** ARBEITSAUFTRÄGE **
1 - Fassen Sie den Absatz des Ausgangstextes, der mit „Was die humanitäre Lage in Aleppo angeht“ beginnt, als Stichpunktliste zusammen und behalten Sie dabei seine wichtigsten Aussagen bei.
2 - Wie viele russische Lastwagen mit Hilfsgütern sind laut Ausgangstext in Aleppo angekommen?
3 - Zählen Sie alle Staaten auf, die im Ausgangstext mit ihrem Namen genannt werden.

** AUSGANGSTEXT **
▼
Warum ruft der deutsche Außenminister nicht die von USA und NATO-Staaten gesponsorten Aufständischen in Syrien dazu auf, ihre Waffen niederzulegen? Wer soll von einem Waffenstillstand mit Banditen profitieren? Wen wollen NATO-Staaten retten oder weiter bewaffnen? Nachrichtenredaktionen sollte sich nüchtern diese Frage stellen.
Was die humanitäre Lage in Aleppo angeht, informiert das ZDF-Mittagsmagazin vom 15.8. völlig unzureichend: Die meisten Menschen von Aleppo, 85% bzw. 1,5 Millionen sind in Sicherheit, und zwar in den Gebieten, die schon unter der Kontrolle der syrischen Armee stehen. Lediglich in Ost- und Süd-Aleppo geht der Kampf gegen Dschihadisten und Söldner weiter. Ein Waffenstillstand wäre kontraproduktiv, ungeeignet für die gewünschte Befreiung der ganzen Stadt, denn er gäbe den kriminellen Banden und ihren ausländischen Helfern Gelegenheit der Neu-Aufstellung und verbesserter Bewaffnung über geheime Verbindungen in die nahegelegene Türkei.
Von Russland, nicht von Deutschland oder anderen EU-Staaten, bekommen die in einem Stadtteil von Aleppo eingekesselten Menschen Nahrung und Hilfe, seit die tägliche Feuerpause dank russischem Verhandlungsgeschick in Kraft ist. 80 russische Lastwagen sind in Aleppo mit Hilfsgüter angekommen, die die UN versprochen hatte. (Agenturmeldungen aus Russland und Syrien). Was hindert die Bundesregierung, dasselbe zu tun? Das ZDF-Mittagsmagazin und andere Nachrichtensendungen sollten über die unterlassene Hilfeleistung der Bundesregierung berichten und im Kontrast die gute Nachricht der syrisch-russischen Hilfsgüterverteilung an Menschen in Ost-Aleppo verbreiten.
Steinmeier bräuchte nicht nach Russland zu fliegen, um einen vernünftigen Aufruf an die Milizen in Syrien zu adressieren oder an seinen türkischen Kollegen, damit keine weitere Waffenlieferung durch die lange türkisch-syrische Grenze nach Syrien passiert. Es ist schon bekannt, was für Hilfe die Menschen in Aleppo benötigen. Warum organisiert der deutsche Außenminister keine Hilfsgüter-Lieferung aus Deutschland und Europa? Es gibt schon humanitäre Korridore, die die russische und syrische Armee eingerichtet haben und deren Sicherheit sie garantieren. Die Unsicherheit schaffen die Anschläge der Milizen, die über Nachschubwege aus der Türkei ohne Aufsehen deutscher Nachrichten-Sendungen oder der deutschen Regierung versorgt werden. Es ist deshalb verständlich, dass der erbärmliche Auftritt von Herrn Steinmeier in Russland größte Irritation beim Kreml verursachte, denn der Außenpolitiker aus Berlin hat nichts konstruktives, keinen seriösen Vorschlag anzubieten. Im Gegenteil: Er störte.
▲
** ZEILEN **
▼
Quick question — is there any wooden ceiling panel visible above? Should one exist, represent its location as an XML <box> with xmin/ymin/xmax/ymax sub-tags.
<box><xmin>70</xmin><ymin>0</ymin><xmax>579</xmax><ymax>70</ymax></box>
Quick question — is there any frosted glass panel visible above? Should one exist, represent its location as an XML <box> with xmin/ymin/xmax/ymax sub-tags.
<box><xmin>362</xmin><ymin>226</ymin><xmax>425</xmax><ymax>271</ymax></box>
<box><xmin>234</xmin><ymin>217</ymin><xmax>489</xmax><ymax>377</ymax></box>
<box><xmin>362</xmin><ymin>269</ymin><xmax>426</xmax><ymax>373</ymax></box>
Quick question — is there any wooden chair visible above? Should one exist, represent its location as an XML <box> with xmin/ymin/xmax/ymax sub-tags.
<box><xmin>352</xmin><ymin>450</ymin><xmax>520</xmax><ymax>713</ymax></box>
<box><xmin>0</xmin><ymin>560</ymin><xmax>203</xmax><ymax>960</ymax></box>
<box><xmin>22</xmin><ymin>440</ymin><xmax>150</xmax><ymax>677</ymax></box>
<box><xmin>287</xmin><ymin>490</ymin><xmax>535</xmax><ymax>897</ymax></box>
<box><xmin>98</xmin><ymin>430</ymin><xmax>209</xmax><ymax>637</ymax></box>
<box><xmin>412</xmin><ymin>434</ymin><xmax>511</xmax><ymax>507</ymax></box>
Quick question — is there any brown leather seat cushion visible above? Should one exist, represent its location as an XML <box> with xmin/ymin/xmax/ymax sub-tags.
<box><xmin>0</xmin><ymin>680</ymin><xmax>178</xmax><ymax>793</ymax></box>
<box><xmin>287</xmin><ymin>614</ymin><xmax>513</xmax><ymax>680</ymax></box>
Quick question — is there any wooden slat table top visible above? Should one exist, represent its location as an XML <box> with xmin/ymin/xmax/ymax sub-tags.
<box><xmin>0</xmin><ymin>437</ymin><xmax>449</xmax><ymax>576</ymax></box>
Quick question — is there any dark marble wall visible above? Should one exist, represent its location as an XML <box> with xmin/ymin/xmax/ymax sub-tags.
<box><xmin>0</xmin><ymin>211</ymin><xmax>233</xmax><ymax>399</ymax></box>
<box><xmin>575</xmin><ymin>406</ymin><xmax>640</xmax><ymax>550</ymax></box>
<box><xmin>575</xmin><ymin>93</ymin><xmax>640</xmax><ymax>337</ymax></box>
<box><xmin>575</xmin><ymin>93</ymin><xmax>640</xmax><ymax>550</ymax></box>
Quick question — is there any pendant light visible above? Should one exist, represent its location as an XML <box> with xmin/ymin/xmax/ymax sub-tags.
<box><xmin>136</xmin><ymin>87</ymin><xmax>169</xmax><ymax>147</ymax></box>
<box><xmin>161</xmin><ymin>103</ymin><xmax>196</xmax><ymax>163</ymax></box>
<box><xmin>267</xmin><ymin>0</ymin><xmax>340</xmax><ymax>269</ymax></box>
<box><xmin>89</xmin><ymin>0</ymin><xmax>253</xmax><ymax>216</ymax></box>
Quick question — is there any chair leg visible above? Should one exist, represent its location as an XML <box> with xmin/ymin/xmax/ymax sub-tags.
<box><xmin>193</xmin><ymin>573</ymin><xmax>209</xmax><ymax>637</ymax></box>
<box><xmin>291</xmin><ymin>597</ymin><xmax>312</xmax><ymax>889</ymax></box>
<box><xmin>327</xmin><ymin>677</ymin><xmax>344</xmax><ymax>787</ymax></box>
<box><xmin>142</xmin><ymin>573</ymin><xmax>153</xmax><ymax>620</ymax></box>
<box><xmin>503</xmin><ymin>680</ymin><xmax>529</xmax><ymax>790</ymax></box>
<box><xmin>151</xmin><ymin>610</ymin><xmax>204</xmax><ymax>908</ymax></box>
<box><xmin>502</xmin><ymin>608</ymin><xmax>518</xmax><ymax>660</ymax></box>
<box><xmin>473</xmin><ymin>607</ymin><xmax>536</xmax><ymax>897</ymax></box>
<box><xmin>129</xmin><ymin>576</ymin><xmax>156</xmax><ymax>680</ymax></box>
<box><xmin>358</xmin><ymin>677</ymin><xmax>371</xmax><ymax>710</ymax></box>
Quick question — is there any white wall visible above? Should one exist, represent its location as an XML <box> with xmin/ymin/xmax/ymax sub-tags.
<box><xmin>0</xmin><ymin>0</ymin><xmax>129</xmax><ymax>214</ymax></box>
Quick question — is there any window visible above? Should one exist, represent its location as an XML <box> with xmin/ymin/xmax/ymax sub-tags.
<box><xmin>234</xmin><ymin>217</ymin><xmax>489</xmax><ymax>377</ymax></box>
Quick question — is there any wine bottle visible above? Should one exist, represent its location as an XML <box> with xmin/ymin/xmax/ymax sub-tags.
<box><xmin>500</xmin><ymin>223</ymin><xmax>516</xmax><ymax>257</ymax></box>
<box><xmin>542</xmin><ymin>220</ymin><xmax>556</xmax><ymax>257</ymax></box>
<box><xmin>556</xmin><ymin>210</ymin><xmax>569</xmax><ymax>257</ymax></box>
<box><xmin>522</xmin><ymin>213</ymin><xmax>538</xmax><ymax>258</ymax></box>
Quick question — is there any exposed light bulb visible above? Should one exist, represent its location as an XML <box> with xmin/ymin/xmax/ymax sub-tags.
▲
** LÖSUNGEN **
1 -
- Das ZDF-Mittagsmagazin vom 15.8. informiert völlig unzureichend über die humanitäre Lage in Aleppo.
- Die meisten Menschen in Aleppo, 85 % bzw. 1,5 Millionen, sind in Sicherheit, und zwar in den Gebieten unter Kontrolle der syrischen Armee.
- Nur in Ost- und Süd-Aleppo geht der Kampf gegen Dschihadisten und Söldner weiter.
- Ein Waffenstillstand wäre kontraproduktiv und ungeeignet für die Befreiung der ganzen Stadt.
- Er gäbe den Banden und ihren ausländischen Helfern Gelegenheit, sich neu aufzustellen und sich über geheime Verbindungen in die Türkei besser zu bewaffnen.

2 - 80 russische Lastwagen.

3 - USA, Syrien, Deutschland, Russland, Türkei